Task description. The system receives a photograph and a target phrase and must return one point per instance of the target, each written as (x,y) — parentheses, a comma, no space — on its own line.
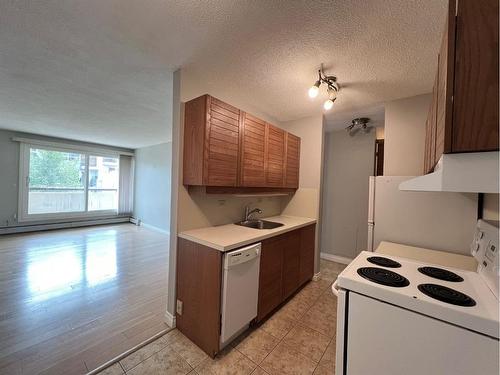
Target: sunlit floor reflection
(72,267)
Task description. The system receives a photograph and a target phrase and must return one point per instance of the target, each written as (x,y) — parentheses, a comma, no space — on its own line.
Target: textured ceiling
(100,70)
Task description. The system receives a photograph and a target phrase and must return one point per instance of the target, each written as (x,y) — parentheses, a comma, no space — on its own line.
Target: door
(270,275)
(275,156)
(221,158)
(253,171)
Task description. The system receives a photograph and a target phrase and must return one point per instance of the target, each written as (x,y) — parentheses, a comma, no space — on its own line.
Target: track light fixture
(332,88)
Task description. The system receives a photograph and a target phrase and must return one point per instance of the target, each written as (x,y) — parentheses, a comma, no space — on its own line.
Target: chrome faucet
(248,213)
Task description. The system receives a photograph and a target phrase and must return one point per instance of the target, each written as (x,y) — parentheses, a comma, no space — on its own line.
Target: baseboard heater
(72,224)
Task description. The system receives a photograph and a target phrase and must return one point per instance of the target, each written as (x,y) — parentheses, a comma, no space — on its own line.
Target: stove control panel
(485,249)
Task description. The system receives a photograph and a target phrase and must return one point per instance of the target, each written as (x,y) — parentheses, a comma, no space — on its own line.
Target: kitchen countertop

========

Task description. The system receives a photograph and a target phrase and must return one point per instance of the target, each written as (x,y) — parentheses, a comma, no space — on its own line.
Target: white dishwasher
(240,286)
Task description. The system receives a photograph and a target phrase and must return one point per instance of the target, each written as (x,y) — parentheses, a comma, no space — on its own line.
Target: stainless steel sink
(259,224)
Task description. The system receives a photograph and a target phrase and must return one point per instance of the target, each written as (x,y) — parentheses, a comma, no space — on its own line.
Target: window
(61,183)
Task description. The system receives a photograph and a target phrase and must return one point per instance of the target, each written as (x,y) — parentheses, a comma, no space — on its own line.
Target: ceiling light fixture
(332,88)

========

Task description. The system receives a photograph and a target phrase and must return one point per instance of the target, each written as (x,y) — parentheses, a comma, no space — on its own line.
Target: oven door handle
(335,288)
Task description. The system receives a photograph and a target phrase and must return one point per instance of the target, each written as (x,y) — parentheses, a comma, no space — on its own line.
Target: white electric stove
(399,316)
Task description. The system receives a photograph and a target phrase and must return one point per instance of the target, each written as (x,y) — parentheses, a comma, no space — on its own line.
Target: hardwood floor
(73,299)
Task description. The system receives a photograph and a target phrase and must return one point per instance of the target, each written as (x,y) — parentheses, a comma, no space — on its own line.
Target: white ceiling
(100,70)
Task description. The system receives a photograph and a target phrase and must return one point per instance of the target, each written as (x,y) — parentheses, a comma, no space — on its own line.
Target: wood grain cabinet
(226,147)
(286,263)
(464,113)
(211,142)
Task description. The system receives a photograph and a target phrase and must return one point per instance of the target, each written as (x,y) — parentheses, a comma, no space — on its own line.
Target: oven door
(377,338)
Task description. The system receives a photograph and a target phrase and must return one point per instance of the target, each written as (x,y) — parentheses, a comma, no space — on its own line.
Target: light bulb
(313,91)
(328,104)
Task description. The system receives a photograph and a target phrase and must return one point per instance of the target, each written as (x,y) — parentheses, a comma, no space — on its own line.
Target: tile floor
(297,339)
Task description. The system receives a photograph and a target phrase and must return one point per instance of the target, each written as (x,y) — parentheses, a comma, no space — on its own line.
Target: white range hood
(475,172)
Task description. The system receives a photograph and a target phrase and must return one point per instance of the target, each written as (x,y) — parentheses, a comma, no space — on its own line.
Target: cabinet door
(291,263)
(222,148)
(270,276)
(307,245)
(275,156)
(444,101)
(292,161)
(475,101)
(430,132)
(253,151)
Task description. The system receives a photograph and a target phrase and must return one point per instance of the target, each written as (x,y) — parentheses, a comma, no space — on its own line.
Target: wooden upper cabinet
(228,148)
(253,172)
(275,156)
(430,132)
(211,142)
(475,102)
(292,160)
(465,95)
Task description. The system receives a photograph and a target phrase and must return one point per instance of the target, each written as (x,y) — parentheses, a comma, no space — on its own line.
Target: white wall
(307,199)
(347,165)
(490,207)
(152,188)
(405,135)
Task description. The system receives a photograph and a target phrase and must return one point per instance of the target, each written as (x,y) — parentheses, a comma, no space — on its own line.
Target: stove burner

========

Work instructions: Count the lines in the entries that contain the word "door", treating uppercase and lowercase as different, and reply with the number only.

Answer to the exercise: 4